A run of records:
= = = = = = =
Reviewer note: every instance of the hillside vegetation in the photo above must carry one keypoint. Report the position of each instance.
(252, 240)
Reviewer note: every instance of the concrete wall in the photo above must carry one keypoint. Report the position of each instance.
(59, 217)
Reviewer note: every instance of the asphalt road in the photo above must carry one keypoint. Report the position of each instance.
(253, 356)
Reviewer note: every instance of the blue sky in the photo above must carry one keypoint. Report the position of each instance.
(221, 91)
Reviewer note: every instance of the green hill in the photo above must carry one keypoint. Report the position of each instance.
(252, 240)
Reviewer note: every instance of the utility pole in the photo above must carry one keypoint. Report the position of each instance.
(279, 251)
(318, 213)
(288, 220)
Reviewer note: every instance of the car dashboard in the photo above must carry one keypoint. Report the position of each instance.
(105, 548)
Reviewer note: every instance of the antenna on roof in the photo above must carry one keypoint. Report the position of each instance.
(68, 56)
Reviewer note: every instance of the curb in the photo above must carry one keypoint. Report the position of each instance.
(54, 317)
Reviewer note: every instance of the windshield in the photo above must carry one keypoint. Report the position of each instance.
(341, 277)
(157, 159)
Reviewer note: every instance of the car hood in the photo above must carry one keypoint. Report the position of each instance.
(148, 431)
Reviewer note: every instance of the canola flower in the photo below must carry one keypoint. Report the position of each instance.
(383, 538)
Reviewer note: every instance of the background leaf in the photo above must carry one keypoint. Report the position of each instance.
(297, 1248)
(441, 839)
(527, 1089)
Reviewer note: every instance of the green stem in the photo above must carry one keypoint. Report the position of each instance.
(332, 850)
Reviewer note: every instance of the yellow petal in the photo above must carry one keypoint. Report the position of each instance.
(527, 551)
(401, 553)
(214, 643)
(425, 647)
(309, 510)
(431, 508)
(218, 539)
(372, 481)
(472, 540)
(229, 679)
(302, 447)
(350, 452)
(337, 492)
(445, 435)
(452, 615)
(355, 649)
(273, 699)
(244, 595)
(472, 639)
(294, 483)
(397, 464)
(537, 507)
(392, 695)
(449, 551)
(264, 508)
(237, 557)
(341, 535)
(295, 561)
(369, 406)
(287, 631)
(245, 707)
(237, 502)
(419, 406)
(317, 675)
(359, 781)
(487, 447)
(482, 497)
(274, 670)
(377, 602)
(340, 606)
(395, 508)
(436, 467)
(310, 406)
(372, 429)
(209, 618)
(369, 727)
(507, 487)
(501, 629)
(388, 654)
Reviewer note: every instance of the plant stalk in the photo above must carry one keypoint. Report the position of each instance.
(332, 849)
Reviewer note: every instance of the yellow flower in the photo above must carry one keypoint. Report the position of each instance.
= = = = = = =
_PROMPT_
Copy out each line exactly.

_RESPONSE TO THIS TASK_
Reviewer note: every instance of the hillside vegetation in the photo above must carry one keypoint. Report the position of each instance.
(252, 240)
Reviewer note: every instance of the concrete wall in the photo above must carry one keypoint. Report the position of each instance.
(59, 217)
Reviewer note: every instance of the asphalt road in the photo above must carry one keypoint. Report the position of each instance.
(253, 356)
Reviewer note: every instance of the blue sky in the photo above must carry one keypoint. Report the position of each instance.
(221, 91)
Reviewer note: every instance of the green hill in the photo above must carry one keypoint. Report the position of each instance.
(252, 240)
Reviewer note: every instance of the utility pole in the photo above must carry one keypoint. Report the position of each instance.
(279, 251)
(318, 213)
(288, 220)
Reviewer note: every instance of the car dashboard in the photo above must carry one keypoint. Report the position of each instance.
(105, 548)
Reviewer note: every instance of the antenna on roof in the photo above must carry one keypoint. Report the position of each instance.
(68, 56)
Reviewer note: every instance of the curb in the photo above must carry one keypoint. Report the position of each instance.
(54, 317)
Reviewer note: every instance of the windshield in the photo above must carry one keypoint. Report the position of each instance.
(341, 277)
(157, 159)
Reviewer note: every instance of the car hood in the photo above must carry one keypoint. Report the position of each instance.
(148, 431)
Reviewer note: every instance of the canola flower in the photo below must carry one keypoint. Report the position of each instance.
(383, 538)
Reviewer note: every instance of the background leaf in the photo above must carry one keypoint. Report the position of each instance.
(297, 1248)
(441, 839)
(527, 1089)
Reviewer note: every instance of the green stem in the photo above must carry one keypoint. Report the position of each instance.
(332, 850)
Reviewer note: every instance of the yellow petal in the photo above must carry one keypoint. Report the position of each instance.
(527, 551)
(401, 553)
(214, 643)
(425, 647)
(309, 510)
(431, 508)
(218, 539)
(372, 481)
(472, 540)
(229, 679)
(302, 447)
(350, 452)
(337, 492)
(445, 435)
(452, 615)
(355, 649)
(273, 699)
(244, 595)
(472, 639)
(294, 483)
(397, 464)
(537, 507)
(392, 695)
(449, 551)
(264, 508)
(237, 557)
(341, 535)
(295, 561)
(369, 406)
(287, 631)
(245, 707)
(237, 502)
(419, 406)
(317, 675)
(359, 781)
(487, 447)
(482, 497)
(274, 670)
(377, 602)
(340, 606)
(395, 508)
(436, 467)
(310, 406)
(372, 429)
(209, 618)
(369, 727)
(507, 487)
(501, 629)
(388, 654)
Reviewer note: every instance of the plant stalk in the photo above must carry one keypoint. Report the position of each instance.
(332, 849)
Reviewer note: every instance of the yellow flower in the photo above must carry one keypoint. Report the position of each instance.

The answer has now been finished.